▶ [EXERCISE PROMPT]:
Extract every line of the entries below that contains the string "hair", matching case exactly.

--- Start of RECORDS ---

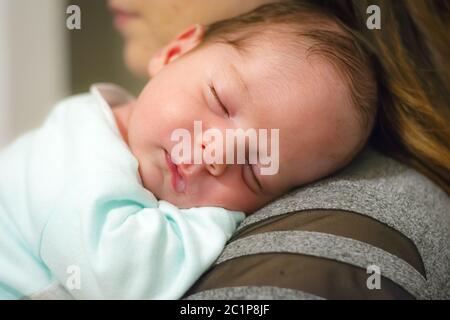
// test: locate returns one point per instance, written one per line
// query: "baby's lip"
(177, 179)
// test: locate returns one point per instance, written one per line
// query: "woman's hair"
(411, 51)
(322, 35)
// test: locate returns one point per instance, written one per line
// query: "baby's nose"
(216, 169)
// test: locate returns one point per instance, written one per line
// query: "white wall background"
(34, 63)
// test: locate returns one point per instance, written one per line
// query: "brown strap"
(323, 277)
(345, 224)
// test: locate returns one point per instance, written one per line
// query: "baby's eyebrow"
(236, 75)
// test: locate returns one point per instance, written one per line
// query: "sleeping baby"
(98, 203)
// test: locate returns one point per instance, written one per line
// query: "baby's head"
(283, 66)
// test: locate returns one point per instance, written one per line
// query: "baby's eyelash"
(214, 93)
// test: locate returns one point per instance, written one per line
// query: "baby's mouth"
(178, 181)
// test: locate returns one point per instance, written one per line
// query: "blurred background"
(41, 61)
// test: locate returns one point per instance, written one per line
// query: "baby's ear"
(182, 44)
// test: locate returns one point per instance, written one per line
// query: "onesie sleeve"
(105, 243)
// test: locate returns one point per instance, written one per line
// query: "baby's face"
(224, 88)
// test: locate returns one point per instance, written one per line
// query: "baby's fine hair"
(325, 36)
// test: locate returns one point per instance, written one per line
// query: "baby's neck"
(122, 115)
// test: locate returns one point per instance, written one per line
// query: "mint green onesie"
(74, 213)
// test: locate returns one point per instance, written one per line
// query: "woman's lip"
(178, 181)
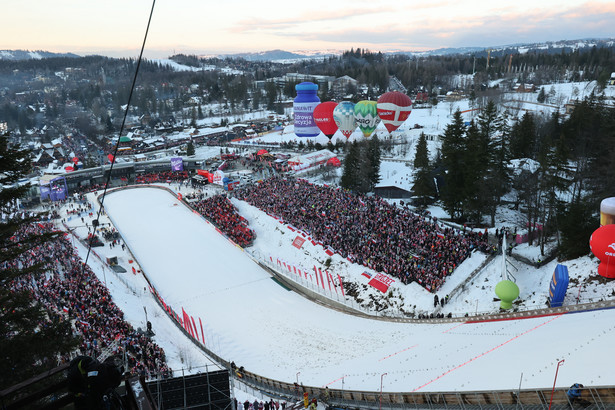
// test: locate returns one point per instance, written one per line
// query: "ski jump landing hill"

--- End of RECORDS ---
--- Start of RECORDS ---

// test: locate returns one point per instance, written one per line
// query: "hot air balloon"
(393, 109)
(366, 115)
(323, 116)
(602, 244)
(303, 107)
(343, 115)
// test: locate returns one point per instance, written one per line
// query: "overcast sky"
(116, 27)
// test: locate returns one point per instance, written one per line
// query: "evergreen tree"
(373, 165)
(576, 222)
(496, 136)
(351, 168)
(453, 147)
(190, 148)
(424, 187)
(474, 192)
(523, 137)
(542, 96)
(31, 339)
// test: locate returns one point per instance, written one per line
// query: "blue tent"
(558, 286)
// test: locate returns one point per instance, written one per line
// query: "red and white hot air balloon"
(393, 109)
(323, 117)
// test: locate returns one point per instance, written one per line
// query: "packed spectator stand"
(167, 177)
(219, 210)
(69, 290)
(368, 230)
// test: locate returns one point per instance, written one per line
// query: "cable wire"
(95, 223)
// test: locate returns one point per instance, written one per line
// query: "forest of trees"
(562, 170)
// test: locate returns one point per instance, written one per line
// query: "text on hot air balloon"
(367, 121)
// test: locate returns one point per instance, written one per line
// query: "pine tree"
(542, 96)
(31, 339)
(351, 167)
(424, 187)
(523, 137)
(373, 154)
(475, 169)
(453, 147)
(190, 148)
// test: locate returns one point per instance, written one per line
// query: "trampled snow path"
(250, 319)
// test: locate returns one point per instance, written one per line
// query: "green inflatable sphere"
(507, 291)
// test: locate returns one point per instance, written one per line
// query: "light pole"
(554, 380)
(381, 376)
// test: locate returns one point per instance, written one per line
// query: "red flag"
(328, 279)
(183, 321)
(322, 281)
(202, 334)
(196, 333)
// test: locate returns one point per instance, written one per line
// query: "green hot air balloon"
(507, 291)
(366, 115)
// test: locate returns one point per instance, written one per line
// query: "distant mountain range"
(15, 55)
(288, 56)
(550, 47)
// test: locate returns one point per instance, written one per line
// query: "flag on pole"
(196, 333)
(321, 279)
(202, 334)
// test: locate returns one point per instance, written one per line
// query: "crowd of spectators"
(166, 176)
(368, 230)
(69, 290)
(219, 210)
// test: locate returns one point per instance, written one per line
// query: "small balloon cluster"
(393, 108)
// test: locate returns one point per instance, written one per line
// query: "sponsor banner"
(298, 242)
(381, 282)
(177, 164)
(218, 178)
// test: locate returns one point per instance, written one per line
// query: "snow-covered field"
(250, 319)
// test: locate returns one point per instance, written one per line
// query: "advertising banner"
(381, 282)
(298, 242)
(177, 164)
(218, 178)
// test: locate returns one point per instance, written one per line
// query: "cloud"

--- End of RECORDS ---

▶ [WRITTEN SOLUTION]:
// query: "woman's hair"
// query: "baby's fine hair"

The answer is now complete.